DATA ROWS:
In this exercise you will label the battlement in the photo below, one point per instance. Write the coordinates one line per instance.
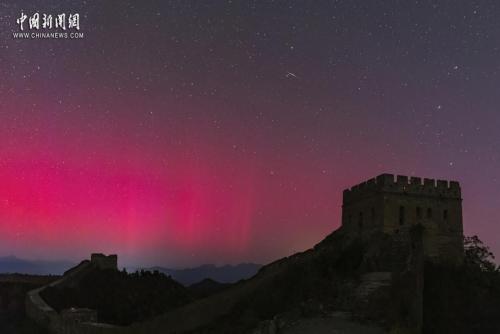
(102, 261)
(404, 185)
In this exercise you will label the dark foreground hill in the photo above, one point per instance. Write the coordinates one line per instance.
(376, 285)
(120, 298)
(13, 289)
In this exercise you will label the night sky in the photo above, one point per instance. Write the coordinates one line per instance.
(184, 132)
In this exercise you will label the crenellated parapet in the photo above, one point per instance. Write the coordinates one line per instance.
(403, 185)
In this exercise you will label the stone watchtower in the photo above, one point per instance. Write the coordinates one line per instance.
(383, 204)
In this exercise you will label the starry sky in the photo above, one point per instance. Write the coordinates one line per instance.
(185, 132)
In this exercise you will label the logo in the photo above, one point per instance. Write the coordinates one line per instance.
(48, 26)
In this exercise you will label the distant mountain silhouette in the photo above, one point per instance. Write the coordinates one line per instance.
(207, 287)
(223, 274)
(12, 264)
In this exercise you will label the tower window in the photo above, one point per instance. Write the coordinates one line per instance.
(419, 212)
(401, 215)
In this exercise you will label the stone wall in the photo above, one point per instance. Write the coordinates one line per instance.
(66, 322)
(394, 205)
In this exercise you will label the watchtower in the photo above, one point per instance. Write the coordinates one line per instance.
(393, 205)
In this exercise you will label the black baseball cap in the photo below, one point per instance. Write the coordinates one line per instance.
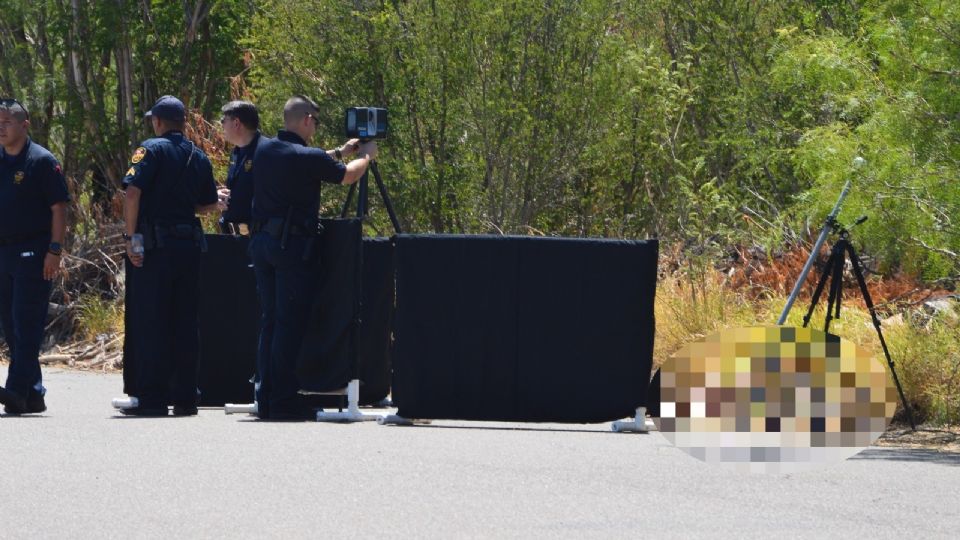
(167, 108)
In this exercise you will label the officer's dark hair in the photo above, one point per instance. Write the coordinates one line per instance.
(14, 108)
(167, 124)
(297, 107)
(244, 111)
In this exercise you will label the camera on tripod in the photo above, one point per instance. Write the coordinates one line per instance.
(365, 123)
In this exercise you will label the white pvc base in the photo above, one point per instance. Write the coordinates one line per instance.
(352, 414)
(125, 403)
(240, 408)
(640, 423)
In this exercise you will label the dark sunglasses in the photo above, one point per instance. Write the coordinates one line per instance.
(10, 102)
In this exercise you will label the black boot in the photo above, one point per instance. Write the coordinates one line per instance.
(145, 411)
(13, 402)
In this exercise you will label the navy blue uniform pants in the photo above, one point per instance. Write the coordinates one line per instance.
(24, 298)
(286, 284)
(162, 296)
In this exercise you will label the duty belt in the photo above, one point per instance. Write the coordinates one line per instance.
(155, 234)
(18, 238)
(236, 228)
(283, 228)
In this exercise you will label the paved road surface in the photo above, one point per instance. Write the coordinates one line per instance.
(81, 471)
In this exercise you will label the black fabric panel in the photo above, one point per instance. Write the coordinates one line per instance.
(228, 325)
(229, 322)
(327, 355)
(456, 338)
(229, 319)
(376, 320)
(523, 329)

---

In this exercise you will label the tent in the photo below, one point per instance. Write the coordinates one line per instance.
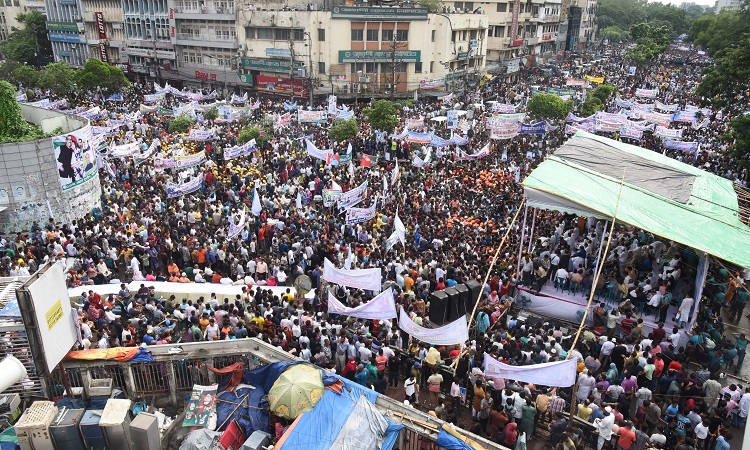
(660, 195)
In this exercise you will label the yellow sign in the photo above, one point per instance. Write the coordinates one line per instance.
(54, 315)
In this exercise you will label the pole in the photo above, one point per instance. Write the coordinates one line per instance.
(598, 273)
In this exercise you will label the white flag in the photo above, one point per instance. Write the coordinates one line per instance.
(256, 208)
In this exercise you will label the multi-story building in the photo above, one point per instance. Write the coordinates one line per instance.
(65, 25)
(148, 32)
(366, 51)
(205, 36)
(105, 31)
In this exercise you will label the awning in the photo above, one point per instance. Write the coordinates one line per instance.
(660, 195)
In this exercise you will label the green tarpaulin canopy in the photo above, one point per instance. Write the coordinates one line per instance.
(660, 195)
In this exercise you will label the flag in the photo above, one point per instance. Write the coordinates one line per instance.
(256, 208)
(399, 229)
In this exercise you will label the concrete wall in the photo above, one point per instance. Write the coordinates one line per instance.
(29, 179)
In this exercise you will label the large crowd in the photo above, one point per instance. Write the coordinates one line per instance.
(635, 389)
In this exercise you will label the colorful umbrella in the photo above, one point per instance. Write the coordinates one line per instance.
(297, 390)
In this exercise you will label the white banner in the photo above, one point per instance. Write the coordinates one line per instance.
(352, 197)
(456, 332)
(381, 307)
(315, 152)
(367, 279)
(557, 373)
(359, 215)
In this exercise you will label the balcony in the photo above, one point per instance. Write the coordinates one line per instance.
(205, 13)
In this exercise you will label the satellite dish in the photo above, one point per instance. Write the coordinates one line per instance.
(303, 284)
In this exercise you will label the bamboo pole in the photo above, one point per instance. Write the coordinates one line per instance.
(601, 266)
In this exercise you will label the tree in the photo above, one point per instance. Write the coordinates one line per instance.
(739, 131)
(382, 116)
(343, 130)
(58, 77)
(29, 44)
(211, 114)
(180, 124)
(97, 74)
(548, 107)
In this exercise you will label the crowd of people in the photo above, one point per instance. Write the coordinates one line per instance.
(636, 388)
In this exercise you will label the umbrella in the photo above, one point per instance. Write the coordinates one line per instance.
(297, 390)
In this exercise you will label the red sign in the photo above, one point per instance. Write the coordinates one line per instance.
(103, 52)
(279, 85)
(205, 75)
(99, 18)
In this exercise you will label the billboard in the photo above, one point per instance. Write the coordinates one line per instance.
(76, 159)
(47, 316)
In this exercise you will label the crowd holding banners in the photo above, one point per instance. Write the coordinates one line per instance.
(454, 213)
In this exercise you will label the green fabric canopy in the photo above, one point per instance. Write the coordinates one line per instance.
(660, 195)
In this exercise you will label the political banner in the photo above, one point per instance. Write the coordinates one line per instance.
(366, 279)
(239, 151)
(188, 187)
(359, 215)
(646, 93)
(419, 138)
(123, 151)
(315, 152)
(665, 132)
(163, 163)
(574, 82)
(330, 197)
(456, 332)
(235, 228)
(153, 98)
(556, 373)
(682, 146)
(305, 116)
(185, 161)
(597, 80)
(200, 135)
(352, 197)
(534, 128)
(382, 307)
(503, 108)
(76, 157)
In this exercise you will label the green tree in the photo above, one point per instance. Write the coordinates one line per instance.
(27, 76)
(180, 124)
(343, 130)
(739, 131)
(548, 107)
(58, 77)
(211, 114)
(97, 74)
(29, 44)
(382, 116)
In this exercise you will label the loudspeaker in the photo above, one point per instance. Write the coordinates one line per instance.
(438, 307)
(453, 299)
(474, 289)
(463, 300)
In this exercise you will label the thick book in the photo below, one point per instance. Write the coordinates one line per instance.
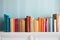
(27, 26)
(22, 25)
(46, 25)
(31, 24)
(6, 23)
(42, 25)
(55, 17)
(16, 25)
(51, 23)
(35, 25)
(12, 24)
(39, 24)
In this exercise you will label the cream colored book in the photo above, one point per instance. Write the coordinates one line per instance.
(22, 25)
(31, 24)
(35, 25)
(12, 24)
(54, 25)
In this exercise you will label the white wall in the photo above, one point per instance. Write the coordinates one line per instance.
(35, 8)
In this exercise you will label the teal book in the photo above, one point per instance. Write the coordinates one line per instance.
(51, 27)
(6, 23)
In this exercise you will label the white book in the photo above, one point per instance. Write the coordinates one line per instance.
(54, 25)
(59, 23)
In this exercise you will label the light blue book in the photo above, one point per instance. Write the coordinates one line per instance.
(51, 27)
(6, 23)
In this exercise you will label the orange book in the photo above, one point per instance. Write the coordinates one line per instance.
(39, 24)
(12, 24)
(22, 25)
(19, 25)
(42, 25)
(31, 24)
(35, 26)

WRITTEN EXERCISE: Collect every line of the rows above that contains the word "wall", copying each one in full. Case counts.

THE COMPLETED TASK:
In this exercise you will label the stone wall in the photo above, one point per instance. Write the coordinates one line per instance.
In this exercise you will label the concrete wall in the photo above, one point per instance. Write the coordinates one line per instance.
In this exercise you will label the white wall in the photo above, one point per instance. Write the coordinates one line per instance.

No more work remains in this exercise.